→ **Lista de tareas**:
[A] Reproduce literalmente todo lo que va en el texto sobre el buen gobierno de las instituciones culturales desde "No sólo existe" hasta "ponerlos en práctica.".
[B] Escribe la continuación del texto sobre el buen gobierno de las instituciones culturales a partir de su última oración.

→ **Texto para leer**:
============

No sólo existe una normativa que los regula, sino que también hay sobrados instrumentos de referencia sobre cuáles han de ser las funciones, características y conflictos habituales entre gobierno y gestión en organizaciones sin ánimo de lucro del tercer sector, que bien podrían servir de modelo al de la cultura. Solo es necesario adaptarlos a cada situación concreta y ponerlos en práctica.

Ya existen distintos códigos éticos y de buen gobierno funcionando en varias instituciones culturales de España, como el del Museu Nacional d’Art de Catalunya; o de guías para elaborarlos como Buen gobierno y buenas prácticas de gestión. Criterios para su desarrollo por las fundaciones, editada por la Asociación Española de Fundaciones; Reflexiones y propuestas para la mejora de los órganos de gobierno en el tercer sector: una visión a partir de los Consejos Asesores de Investigación del OTS, editada por el Observatorio del Tercer Sector, así como los numerosos materiales específicos que publica la Fundación Haz.

Respecto al papel de la ciudadanía, también es posible impulsar avances desde esta perspectiva a la vez que se vayan desarrollando los debates más profundos sobre distintas fórmulas para su participación y gobernanza. Estos avances han de partir de la exigencia de rendición de cuentas que toda institución cultural –por su necesario impacto social- ha de ejercer como servicio público a la ciudadanía. Un servicio que excede mucho más de, simplemente, proporcionar productos y servicios culturales.

============

→ **Entradas de un conjunto de anotaciones de puntos**:
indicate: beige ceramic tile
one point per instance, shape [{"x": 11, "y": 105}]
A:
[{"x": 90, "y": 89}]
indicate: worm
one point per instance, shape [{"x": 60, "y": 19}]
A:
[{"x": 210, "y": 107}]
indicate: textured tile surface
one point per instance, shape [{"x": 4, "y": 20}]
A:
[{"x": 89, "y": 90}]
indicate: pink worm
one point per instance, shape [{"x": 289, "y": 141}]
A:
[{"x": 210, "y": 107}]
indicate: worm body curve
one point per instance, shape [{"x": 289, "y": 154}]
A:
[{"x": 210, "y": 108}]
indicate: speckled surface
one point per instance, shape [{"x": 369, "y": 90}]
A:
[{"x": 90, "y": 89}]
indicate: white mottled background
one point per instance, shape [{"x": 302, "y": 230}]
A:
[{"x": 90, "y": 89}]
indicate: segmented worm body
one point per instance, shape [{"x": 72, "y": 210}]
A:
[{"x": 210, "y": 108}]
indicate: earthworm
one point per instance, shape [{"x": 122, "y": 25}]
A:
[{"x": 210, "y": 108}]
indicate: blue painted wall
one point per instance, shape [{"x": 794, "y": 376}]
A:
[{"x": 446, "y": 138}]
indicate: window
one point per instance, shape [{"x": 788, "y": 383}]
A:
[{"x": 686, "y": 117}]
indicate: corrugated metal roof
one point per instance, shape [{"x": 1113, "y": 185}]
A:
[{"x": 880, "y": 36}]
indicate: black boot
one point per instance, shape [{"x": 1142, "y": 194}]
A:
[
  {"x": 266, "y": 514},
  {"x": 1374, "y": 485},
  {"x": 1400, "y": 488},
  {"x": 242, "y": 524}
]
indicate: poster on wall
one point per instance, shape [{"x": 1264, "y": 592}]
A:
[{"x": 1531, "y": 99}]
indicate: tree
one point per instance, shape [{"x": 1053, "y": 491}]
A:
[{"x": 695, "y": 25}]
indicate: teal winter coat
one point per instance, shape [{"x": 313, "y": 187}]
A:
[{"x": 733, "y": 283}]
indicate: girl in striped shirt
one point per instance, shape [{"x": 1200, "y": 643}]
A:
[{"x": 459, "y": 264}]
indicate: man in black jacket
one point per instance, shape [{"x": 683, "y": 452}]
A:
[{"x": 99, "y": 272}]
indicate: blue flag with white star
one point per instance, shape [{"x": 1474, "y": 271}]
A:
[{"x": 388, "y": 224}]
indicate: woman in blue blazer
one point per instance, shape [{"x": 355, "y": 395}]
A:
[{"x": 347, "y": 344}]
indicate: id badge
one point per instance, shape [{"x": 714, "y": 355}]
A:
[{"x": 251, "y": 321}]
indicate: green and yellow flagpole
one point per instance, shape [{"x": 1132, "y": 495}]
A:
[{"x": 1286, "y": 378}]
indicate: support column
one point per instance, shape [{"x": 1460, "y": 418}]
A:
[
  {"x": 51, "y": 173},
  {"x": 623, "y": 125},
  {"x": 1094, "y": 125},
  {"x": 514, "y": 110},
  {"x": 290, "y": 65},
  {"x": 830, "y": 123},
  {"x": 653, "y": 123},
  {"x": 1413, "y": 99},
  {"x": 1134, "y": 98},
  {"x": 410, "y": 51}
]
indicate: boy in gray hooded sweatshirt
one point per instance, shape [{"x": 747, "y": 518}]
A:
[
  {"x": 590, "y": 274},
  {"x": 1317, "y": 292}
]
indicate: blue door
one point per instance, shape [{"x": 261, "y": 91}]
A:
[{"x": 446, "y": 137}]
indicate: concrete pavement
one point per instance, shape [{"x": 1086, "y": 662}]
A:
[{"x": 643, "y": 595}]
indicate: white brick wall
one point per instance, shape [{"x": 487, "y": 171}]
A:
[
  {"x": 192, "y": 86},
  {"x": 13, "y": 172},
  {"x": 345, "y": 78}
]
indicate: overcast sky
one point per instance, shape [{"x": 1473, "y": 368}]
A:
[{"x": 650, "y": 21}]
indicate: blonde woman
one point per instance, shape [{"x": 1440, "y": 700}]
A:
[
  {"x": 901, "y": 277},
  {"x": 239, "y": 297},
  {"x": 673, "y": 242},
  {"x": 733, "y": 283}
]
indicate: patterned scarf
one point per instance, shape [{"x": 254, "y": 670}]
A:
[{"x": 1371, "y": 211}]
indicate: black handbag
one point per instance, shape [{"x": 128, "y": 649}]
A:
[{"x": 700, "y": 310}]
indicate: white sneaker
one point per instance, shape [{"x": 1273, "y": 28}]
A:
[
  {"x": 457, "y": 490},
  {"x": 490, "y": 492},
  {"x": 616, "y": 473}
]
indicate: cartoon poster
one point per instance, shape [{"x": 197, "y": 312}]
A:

============

→ **Resultados por tarea**:
[A]
No sólo existe una normativa que los regula, sino que también hay sobrados instrumentos de referencia sobre cuáles han de ser las funciones, características y conflictos habituales entre gobierno y gestión en organizaciones sin ánimo de lucro del tercer sector, que bien podrían servir de modelo al de la cultura. Solo es necesario adaptarlos a cada situación concreta y ponerlos en práctica.

[B]
¿Qué es lo relevante para que cada institución cultural pueda rendir cuentas? Los detalles dependen de cada caso concreto, pero lo que no ha de faltar es lo que se encuentra indisolublemente ligado a su misión como institución y que consiste en qué decisiones toma para cumplir la misión, por qué las toma y cuáles son los resultados de sus acciones.

Por esta razón, cuando se piensa en cómo elegir a los mejores para la mejor cultura posible, se ha de pensar en cómo los procesos selectivos pueden garantizar el cumplimiento de estas condiciones básicas.

Así pues, es necesario garantizar que los elegidos rindan cuentas suficientemente, en tiempo y forma y no sólo ante sus patronatos o formas establecidas de gobierno, sino también –esto es imprescindible- ante la ciudadanía.

Además, los proyectos solicitados a los candidatos han de pasar de ser meras declaraciones de intenciones a definir compromisos concretos acompañados de la forma en la que se puede evaluar su cumplimiento. Los cargos van con cargas, porque gobernar y gestionar lo público significa asumir importantes responsabilidades que tendrán consecuencias para todos los ciudadanos.

En esta línea, y en prevención de la posible creación de redes clientelares en torno a la gestión de la cultura pública, sería interesante que sus eventuales gestores fueran sometidos a algo similar a “periodos de carencia”. De tal manera, quienes estén o hayan ejercido el poder desde lo público, durante un periodo de tiempo limitado no podrían participar, por ejemplo, en comités de selección para otros puestos similares, dando opción con ello a una ampliación de la diversidad de agentes y puntos de vista en los órganos de selección del poder fáctico de la cultura pública.

Ni que decir tiene, que cuando se adquiere un compromiso con la gestión de lo público también se han de acordar, con consecuencias vinculantes legalmente, mecanismos para solventar y sancionar posibles situaciones de incumplimiento, pues el interés general ha de primar sobre la capacidad y el talento particulares.

Por esto mismo también, cuando se convoca un concurso público se ha de asegurar que la administración convocante cumpla escrupulosamente con los principios de igualdad, mérito y capacidad y que se informa –y se da garantías- a los posibles candidatos, de con qué recursos y “reglas del juego” habrán de desarrollar su proyecto. Es decir, el compromiso ha de venir por todas las partes.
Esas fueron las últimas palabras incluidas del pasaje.